• _WORK TO DO_
Repeat the entire listing exactly.

• _EXERCISE MATERIALS_

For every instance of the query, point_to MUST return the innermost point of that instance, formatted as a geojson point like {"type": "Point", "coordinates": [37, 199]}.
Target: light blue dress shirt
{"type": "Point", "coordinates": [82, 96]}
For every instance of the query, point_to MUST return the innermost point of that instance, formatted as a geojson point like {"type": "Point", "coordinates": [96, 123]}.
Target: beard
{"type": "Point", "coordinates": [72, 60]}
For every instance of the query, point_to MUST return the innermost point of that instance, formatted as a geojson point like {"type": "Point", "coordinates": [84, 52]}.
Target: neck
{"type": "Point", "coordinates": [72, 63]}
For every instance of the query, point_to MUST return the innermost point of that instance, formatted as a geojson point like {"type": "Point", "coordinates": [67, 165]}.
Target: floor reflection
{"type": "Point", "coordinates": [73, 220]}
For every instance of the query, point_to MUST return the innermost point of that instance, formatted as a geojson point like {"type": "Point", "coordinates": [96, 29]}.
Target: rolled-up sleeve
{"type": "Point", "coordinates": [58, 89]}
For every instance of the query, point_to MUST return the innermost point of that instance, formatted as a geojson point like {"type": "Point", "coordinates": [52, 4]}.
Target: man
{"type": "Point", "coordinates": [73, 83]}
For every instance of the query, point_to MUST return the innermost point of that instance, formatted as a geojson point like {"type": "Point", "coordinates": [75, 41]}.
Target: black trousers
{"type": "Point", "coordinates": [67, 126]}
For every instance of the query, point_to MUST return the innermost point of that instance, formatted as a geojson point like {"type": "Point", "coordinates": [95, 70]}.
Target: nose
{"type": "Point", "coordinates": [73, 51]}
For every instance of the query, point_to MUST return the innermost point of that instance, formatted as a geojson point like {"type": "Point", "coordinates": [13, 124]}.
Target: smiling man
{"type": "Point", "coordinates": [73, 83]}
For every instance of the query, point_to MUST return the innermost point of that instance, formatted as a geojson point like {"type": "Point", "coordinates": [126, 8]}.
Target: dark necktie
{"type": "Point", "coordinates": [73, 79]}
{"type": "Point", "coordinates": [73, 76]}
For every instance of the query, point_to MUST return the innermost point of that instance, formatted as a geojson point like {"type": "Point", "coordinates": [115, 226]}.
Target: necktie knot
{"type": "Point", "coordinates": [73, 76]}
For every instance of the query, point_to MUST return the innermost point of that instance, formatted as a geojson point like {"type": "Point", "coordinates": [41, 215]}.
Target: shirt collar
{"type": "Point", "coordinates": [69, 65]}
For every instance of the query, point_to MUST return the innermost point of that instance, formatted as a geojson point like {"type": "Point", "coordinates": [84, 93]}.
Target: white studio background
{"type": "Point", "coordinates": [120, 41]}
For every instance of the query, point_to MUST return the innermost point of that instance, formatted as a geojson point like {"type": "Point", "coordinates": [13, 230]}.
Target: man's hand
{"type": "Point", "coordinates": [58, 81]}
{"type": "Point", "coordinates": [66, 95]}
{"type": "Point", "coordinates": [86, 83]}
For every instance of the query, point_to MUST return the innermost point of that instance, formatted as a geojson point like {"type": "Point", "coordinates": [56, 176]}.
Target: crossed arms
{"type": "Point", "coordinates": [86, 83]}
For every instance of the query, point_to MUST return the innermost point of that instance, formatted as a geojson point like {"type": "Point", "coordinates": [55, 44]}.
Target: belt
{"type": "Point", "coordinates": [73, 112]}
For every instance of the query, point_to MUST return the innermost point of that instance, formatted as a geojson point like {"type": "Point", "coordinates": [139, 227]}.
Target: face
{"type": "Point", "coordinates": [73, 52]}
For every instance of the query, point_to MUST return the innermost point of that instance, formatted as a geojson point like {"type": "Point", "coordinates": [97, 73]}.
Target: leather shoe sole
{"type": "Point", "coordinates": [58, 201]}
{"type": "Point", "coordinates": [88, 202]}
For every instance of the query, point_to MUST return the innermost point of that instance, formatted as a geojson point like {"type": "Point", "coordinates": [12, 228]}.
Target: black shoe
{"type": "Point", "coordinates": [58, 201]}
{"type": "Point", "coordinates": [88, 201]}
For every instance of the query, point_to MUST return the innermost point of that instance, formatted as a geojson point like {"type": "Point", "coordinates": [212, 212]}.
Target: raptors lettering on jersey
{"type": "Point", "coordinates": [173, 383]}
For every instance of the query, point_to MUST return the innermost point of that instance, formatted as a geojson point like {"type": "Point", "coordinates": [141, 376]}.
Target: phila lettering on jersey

• _CORRECT OUTPUT_
For every instance of the query, point_to MUST return the innermost point of that instance, formatted as a geojson point like {"type": "Point", "coordinates": [37, 199]}.
Target: light blue dress shirt
{"type": "Point", "coordinates": [82, 96]}
For every instance of the query, point_to MUST return the innermost point of that instance, formatted as a geojson point like {"type": "Point", "coordinates": [96, 123]}.
Target: beard
{"type": "Point", "coordinates": [72, 60]}
For every instance of the query, point_to MUST return the innermost point of that instance, formatted as a geojson point like {"type": "Point", "coordinates": [84, 52]}.
Target: neck
{"type": "Point", "coordinates": [72, 63]}
For every instance of the query, point_to MUST return the innermost point of that instance, formatted as a geojson point like {"type": "Point", "coordinates": [67, 165]}.
Target: floor reflection
{"type": "Point", "coordinates": [73, 220]}
For every instance of the query, point_to MUST return the innermost point of that instance, formatted as a geojson point like {"type": "Point", "coordinates": [96, 29]}.
Target: rolled-up sleeve
{"type": "Point", "coordinates": [58, 89]}
For every instance of the query, point_to MUST return the innermost point of that instance, formatted as a geojson point like {"type": "Point", "coordinates": [52, 4]}.
Target: man
{"type": "Point", "coordinates": [73, 83]}
For every instance of the query, point_to MUST return the innermost point of that instance, formatted as a geojson point like {"type": "Point", "coordinates": [75, 41]}.
Target: black trousers
{"type": "Point", "coordinates": [67, 126]}
For every instance of the query, point_to MUST return the innermost point of that instance, formatted as a geojson point like {"type": "Point", "coordinates": [95, 70]}.
Target: nose
{"type": "Point", "coordinates": [73, 51]}
For every instance of the query, point_to MUST return the innermost point of that instance, formatted as a geojson point like {"type": "Point", "coordinates": [13, 124]}.
Target: smiling man
{"type": "Point", "coordinates": [73, 83]}
For every instance of the query, point_to MUST return the innermost point of that instance, formatted as a geojson point like {"type": "Point", "coordinates": [126, 8]}.
Target: dark necktie
{"type": "Point", "coordinates": [73, 79]}
{"type": "Point", "coordinates": [73, 76]}
For every instance of the query, point_to MUST return the innermost point of that instance, formatted as a geojson point like {"type": "Point", "coordinates": [115, 226]}.
Target: necktie knot
{"type": "Point", "coordinates": [73, 76]}
For every instance of the query, point_to MUST return the innermost point of that instance, formatted as a geojson point like {"type": "Point", "coordinates": [41, 215]}.
Target: shirt collar
{"type": "Point", "coordinates": [69, 65]}
For every instance of the query, point_to MUST return the innermost point of that instance, formatted as a geojson point like {"type": "Point", "coordinates": [84, 93]}.
Target: white studio background
{"type": "Point", "coordinates": [120, 41]}
For every instance of the query, point_to MUST return the innermost point of that instance, formatted as a geojson point like {"type": "Point", "coordinates": [13, 230]}.
Target: man's hand
{"type": "Point", "coordinates": [58, 81]}
{"type": "Point", "coordinates": [66, 95]}
{"type": "Point", "coordinates": [86, 83]}
For every instance of the query, point_to MUST return the innermost point of that instance, formatted as a geojson point like {"type": "Point", "coordinates": [56, 176]}.
Target: crossed arms
{"type": "Point", "coordinates": [86, 83]}
For every instance of the query, point_to MUST return the innermost point of that instance, formatted as a geojson point like {"type": "Point", "coordinates": [55, 44]}.
Target: belt
{"type": "Point", "coordinates": [73, 112]}
For every instance of the query, point_to MUST return the innermost point of that instance, formatted as a geojson point like {"type": "Point", "coordinates": [139, 227]}.
Target: face
{"type": "Point", "coordinates": [73, 52]}
For every instance of the query, point_to MUST return the innermost point of that instance, formatted as a geojson point like {"type": "Point", "coordinates": [97, 73]}.
Target: leather shoe sole
{"type": "Point", "coordinates": [58, 201]}
{"type": "Point", "coordinates": [88, 202]}
For every instance of the query, point_to MUST return the innermost point of that instance, formatted as a geojson point like {"type": "Point", "coordinates": [12, 228]}.
Target: black shoe
{"type": "Point", "coordinates": [58, 201]}
{"type": "Point", "coordinates": [88, 201]}
For every instance of the query, point_to MUST return the innermost point of that instance, formatted as a geojson point like {"type": "Point", "coordinates": [212, 212]}.
Target: raptors lettering on jersey
{"type": "Point", "coordinates": [173, 383]}
For every instance of the query, point_to MUST return the innermost point of that instance, formatted as a geojson point like {"type": "Point", "coordinates": [141, 376]}.
Target: phila lettering on jersey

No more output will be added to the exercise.